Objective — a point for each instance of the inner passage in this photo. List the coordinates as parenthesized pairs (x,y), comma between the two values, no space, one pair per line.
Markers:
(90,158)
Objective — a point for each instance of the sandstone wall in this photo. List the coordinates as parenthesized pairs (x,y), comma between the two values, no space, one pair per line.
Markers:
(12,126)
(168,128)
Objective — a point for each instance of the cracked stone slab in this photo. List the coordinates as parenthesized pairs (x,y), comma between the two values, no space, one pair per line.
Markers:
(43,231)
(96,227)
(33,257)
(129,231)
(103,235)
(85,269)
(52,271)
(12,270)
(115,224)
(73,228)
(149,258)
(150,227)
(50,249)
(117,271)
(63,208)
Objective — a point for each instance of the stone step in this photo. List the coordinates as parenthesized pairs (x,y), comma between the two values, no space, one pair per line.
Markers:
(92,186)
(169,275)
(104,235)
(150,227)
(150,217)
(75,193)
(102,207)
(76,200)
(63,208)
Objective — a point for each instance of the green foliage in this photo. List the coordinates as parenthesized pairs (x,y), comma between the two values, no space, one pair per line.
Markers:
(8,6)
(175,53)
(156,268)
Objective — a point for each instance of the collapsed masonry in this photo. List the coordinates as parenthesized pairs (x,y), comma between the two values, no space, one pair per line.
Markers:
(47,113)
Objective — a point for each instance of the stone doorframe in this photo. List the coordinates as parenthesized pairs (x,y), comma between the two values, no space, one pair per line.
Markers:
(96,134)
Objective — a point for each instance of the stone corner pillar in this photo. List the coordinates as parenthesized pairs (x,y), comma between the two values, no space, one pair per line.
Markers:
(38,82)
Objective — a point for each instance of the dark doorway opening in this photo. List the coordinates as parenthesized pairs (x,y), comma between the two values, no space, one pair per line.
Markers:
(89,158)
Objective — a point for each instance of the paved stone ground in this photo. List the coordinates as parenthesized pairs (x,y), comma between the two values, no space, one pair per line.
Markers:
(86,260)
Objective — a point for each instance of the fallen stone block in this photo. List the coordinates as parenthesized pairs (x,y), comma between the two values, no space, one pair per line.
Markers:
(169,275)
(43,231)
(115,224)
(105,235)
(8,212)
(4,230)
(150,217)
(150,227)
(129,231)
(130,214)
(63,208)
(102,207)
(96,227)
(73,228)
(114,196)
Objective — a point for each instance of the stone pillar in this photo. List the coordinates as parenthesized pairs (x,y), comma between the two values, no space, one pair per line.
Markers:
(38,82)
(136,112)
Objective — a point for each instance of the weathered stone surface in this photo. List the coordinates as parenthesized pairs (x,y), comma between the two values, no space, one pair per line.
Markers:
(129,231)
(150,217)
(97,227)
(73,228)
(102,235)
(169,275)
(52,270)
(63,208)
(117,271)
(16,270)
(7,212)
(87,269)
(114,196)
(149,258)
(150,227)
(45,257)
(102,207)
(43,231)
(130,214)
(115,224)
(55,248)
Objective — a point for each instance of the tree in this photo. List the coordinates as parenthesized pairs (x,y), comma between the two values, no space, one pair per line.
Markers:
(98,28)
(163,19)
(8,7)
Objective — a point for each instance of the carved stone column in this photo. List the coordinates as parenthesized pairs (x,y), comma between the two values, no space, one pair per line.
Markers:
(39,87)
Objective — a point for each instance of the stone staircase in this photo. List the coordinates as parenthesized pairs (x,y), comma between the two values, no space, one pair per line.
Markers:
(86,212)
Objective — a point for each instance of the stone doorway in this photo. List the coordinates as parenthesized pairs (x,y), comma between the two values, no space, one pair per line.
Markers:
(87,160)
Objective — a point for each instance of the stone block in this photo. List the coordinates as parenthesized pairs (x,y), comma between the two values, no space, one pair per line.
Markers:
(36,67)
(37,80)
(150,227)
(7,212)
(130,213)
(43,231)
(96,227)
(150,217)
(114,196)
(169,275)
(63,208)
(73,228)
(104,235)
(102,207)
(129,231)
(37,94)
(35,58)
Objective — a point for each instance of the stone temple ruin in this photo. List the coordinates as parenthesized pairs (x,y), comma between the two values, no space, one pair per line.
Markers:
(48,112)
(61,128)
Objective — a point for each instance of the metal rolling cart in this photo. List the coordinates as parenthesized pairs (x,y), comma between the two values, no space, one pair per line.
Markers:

★ ★ ★

* **WHAT IS ASKED**: Quote the whole of the material above word for word, from its first line through its last.

* **FINISHED EXERCISE**:
Objective — a point for each instance of the inner passage in this photo. List the coordinates as parenthesized pairs (x,y), comma between the two values, no space, one pair per line.
Markers:
(90,158)
Objective — a point for each instance of the sandstone wall in this photo. List the coordinates as parenthesized pairs (x,y), comma between the two values, no space, one pair per line.
Markers:
(12,126)
(168,128)
Objective — a point for each instance of the cracked stone slab in this photo. List the coordinates as parenthesized pairs (x,y), comma between the two values, no space, one pair per line.
Markers:
(43,231)
(96,227)
(33,257)
(129,231)
(103,235)
(85,269)
(52,271)
(12,270)
(115,224)
(73,228)
(149,258)
(150,227)
(50,249)
(117,271)
(63,208)
Objective — a point for each instance of the stone step in this photo. List the coordinates as parenthesized pairs (x,y), comma between the two values, no space, one pair per line.
Markers:
(92,186)
(169,275)
(104,235)
(150,227)
(150,217)
(75,193)
(102,207)
(76,200)
(63,208)
Objective — a point for each instance of the green foliage in this photo. List the coordinates as parenthesized pairs (x,y), comma between the two values, no space, one pair per line.
Markers:
(8,6)
(175,53)
(156,268)
Objective — a point for each instance of the collapsed masonry in this photo. List the coordinates as parenthesized pairs (x,y), comma between the two values, no space, one pair per line.
Markers:
(47,113)
Objective — a point for each instance of the stone doorframe in this photo. List the coordinates as parenthesized pairs (x,y), comma between the two values, no space, one pair per line.
Markers:
(96,134)
Objective — a point for each instance of the stone corner pillar in this photo. List the coordinates as parenthesized pairs (x,y), comma between the two values, no space, one pair per line.
Markers:
(38,82)
Objective — a point for each instance of the dark doorway opening in this photo. List the coordinates as parenthesized pairs (x,y), comma between the two values, no space, one pair per line.
Markers:
(89,158)
Objective — a point for each instance of the paved stone ground in this photo. List the coordinates as parenthesized pairs (x,y), comma between the two values, no space, one pair per line.
Markers:
(86,260)
Objective — a point for each instance of the fallen stone block in this photo. List the coordinates as parenthesized pairs (x,y), comma between the two values, no space, one pair per line.
Markers:
(169,275)
(43,231)
(115,224)
(105,235)
(8,212)
(4,230)
(150,217)
(150,227)
(129,231)
(130,214)
(63,208)
(102,207)
(96,227)
(73,228)
(114,196)
Objective — a point for each instance of the stone pillar in this photo. List the coordinates as parenthesized pairs (x,y), comma between the two values, no space, one pair per line.
Markers:
(38,82)
(136,112)
Objective — a point for each instance of the weathered stone surface in this photo. List the coordinates as parenthesized pairs (x,y), comma between the two values, no space, one pair per line.
Markers:
(129,231)
(150,217)
(97,227)
(73,228)
(102,235)
(169,275)
(52,270)
(63,208)
(117,271)
(16,270)
(7,212)
(87,269)
(114,196)
(149,258)
(150,227)
(45,257)
(102,207)
(43,231)
(130,214)
(115,224)
(55,248)
Objective — a point for each instance of the tree in this photo. List the coordinates as parenthesized pairs (x,y), comma between the two values, no space, one pair per line.
Markers:
(98,28)
(163,19)
(8,7)
Objective — a point for each instance of the carved stone column in this photo. List the coordinates as parenthesized pairs (x,y), comma between the two values, no space, one pair per line.
Markers:
(39,87)
Objective — a point for each instance of the stone staircase in this photo. List the coordinates as parenthesized pairs (x,y), comma between the two values, no space, one pair per line.
Markers:
(86,212)
Objective — a point for each instance of the stone doorway in this photo. List the coordinates as parenthesized pairs (x,y), comma between the two values, no space, one pair per line.
Markers:
(87,160)
Objective — a point for each instance of the stone block in this photo. List the coordinates as parenthesized pairs (x,y), comma between the two values, no space, one pair per line.
Markers:
(36,67)
(37,80)
(150,227)
(7,212)
(130,213)
(43,231)
(96,227)
(150,217)
(114,196)
(169,275)
(63,208)
(73,228)
(104,235)
(102,207)
(129,231)
(37,94)
(35,58)
Objective — a point for each instance of the stone temple ruin in this photo. List the coordinates as parenthesized pairs (x,y), comma between the two values, no space, one pair per line.
Markers:
(48,112)
(61,128)
Objective — a point for each instance of the metal rolling cart in this photo. List the coordinates as parenthesized pairs (x,y), comma between the two values, no space, one pair per line.
Markers:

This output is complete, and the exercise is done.